Written exercise – Count the lines in the records below that contain the word "rice", and reply with that number alone.

Entries supplied –

[BEGIN]

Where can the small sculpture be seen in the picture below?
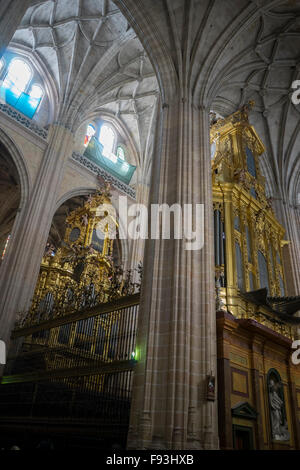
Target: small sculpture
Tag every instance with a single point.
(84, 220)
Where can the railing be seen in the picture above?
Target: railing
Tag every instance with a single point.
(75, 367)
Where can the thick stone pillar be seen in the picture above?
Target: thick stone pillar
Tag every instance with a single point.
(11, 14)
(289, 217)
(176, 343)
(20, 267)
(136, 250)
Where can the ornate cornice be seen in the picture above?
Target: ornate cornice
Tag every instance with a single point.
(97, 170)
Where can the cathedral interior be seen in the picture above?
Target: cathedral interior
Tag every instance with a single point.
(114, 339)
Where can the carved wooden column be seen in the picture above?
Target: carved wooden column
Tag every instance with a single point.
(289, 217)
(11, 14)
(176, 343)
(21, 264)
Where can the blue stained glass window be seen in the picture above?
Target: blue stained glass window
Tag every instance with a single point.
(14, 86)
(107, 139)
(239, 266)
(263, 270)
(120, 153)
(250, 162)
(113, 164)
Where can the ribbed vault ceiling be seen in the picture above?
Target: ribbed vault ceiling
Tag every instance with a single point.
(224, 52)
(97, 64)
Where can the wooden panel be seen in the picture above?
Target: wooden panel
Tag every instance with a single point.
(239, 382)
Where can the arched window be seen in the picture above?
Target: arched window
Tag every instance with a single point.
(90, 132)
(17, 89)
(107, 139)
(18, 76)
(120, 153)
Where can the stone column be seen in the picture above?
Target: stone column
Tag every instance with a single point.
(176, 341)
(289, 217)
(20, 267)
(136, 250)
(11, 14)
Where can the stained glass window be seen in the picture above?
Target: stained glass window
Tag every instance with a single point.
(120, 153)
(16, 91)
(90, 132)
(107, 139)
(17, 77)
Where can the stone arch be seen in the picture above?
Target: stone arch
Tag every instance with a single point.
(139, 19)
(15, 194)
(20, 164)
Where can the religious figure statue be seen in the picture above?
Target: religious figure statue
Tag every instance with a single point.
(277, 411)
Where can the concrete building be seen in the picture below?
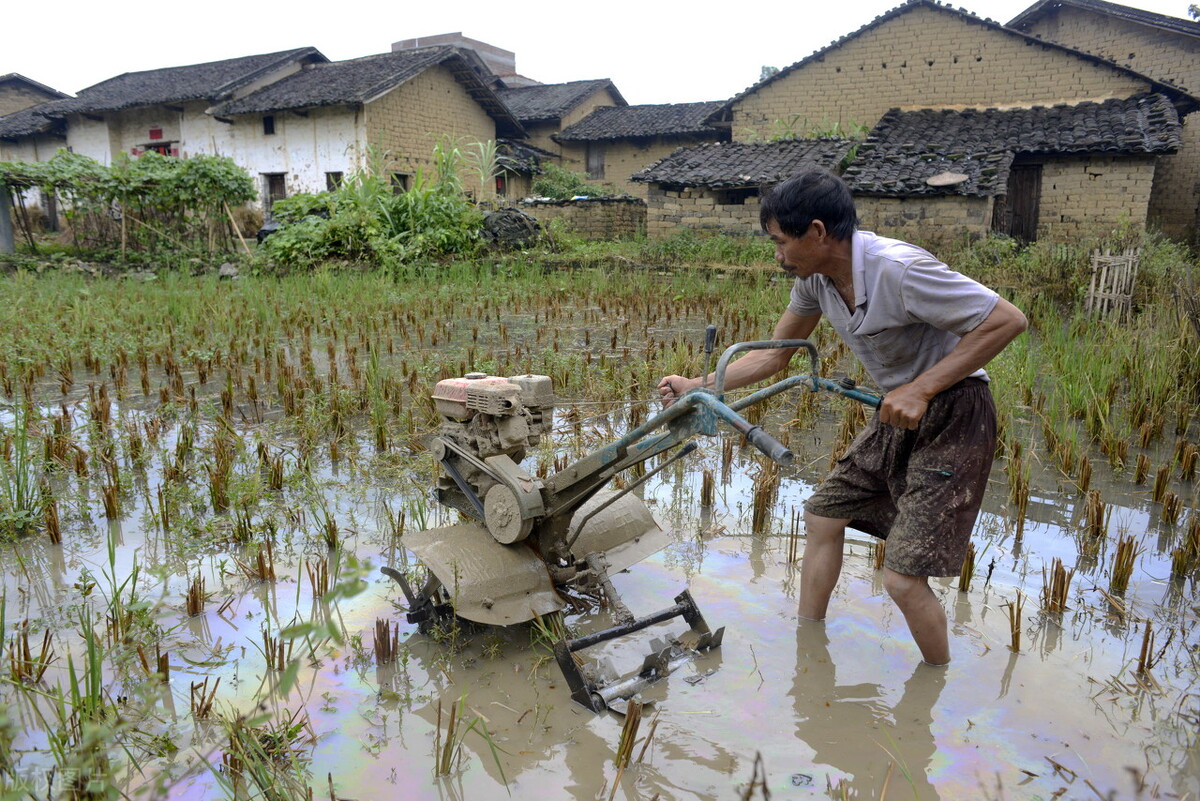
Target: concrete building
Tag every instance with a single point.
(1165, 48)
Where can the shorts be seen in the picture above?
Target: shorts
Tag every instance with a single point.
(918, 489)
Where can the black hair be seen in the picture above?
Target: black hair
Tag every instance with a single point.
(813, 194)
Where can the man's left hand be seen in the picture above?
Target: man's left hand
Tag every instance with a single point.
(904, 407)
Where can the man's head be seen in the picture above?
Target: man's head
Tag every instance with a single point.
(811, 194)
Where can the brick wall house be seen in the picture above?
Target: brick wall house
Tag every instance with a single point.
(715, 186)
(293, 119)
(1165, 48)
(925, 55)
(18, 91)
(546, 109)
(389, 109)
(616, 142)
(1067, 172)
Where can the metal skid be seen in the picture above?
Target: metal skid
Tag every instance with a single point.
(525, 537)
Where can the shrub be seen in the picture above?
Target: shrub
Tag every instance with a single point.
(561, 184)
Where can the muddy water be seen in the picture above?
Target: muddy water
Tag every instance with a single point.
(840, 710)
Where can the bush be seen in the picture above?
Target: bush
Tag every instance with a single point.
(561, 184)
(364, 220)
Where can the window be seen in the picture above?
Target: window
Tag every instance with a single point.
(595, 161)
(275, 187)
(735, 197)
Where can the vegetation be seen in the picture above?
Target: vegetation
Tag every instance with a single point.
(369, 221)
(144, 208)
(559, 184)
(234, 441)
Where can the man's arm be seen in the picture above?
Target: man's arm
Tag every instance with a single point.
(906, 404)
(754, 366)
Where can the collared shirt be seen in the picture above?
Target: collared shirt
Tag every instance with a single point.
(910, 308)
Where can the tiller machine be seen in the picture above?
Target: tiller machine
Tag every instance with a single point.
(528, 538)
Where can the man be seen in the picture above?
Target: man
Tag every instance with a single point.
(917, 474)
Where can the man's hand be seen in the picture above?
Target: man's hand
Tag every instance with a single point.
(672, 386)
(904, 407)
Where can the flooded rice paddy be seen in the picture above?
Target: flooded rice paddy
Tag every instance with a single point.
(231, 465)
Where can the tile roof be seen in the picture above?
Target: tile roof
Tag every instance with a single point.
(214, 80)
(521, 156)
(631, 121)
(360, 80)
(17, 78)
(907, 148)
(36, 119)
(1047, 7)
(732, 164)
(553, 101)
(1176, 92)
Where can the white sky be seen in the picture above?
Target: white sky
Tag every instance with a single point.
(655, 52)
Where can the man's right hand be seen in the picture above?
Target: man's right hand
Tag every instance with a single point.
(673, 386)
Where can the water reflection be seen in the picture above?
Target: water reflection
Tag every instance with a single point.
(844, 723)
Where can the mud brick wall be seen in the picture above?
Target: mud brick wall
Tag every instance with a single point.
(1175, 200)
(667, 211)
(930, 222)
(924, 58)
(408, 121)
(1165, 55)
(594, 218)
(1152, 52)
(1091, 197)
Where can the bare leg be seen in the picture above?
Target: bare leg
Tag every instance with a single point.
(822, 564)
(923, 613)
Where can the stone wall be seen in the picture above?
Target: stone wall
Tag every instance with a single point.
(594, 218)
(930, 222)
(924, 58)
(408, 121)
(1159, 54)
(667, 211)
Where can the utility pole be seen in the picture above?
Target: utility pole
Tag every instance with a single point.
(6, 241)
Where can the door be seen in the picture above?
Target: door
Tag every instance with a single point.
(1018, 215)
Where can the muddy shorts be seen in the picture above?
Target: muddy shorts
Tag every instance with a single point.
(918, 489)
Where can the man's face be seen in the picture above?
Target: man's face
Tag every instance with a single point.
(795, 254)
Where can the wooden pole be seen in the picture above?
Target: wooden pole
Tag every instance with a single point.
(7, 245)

[END]
[BEGIN]

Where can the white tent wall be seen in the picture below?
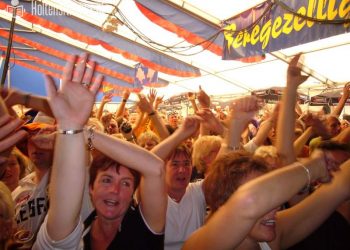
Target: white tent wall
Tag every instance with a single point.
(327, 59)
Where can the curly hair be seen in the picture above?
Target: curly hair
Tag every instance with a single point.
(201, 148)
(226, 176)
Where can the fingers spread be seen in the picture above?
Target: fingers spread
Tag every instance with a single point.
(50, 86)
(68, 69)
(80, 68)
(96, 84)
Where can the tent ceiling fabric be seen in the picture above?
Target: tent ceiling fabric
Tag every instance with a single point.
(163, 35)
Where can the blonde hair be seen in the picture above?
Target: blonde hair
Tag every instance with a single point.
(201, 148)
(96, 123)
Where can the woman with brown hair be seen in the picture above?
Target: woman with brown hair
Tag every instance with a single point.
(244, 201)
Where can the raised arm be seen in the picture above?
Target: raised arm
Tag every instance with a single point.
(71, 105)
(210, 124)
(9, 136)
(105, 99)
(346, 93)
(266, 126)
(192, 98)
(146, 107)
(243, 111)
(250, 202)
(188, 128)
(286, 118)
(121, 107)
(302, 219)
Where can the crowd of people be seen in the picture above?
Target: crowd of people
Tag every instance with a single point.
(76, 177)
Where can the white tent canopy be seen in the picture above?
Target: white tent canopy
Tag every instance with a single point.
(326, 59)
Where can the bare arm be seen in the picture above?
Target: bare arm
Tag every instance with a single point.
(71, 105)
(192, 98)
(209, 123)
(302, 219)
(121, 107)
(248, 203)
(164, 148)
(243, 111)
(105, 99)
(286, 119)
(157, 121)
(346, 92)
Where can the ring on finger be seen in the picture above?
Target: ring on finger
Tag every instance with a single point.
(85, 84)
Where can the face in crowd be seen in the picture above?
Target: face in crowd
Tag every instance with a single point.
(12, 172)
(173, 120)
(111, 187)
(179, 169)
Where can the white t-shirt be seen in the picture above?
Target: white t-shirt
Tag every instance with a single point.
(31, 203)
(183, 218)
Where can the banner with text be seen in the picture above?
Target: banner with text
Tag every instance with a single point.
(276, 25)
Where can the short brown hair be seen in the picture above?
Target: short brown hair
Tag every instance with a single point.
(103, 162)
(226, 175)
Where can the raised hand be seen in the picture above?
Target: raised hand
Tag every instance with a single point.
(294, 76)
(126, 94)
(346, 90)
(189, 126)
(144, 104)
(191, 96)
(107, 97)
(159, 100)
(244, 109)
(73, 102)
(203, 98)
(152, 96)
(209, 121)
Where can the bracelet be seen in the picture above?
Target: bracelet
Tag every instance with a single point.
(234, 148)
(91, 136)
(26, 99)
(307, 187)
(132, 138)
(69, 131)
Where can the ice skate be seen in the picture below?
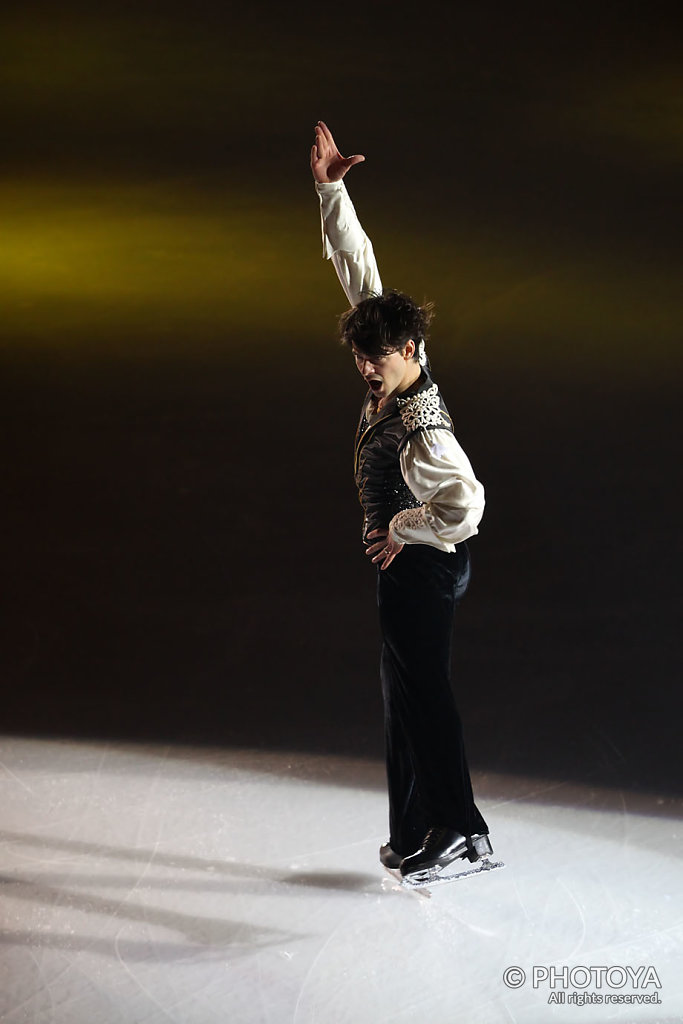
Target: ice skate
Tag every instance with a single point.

[END]
[BEGIN]

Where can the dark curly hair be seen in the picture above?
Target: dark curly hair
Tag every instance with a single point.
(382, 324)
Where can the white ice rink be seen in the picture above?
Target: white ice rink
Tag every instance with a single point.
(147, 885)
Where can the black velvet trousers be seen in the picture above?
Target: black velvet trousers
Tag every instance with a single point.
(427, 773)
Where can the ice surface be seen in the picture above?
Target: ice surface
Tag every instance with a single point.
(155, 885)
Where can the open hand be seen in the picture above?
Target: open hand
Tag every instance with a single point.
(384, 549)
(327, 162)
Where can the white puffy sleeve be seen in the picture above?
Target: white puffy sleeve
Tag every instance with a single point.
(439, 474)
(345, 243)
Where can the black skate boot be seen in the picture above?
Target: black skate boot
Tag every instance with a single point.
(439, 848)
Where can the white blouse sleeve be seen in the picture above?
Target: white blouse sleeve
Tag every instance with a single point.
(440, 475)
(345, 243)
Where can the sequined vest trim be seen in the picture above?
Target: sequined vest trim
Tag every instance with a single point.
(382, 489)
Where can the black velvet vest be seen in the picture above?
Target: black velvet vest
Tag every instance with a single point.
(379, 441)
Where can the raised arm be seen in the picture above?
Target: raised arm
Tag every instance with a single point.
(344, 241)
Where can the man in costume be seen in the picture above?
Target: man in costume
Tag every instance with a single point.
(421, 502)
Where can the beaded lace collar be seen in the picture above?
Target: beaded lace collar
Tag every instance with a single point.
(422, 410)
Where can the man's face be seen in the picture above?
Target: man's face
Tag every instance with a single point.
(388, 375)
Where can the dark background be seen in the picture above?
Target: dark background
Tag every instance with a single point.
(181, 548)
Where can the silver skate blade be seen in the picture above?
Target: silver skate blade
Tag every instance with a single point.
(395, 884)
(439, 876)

[END]

Answer in full – 2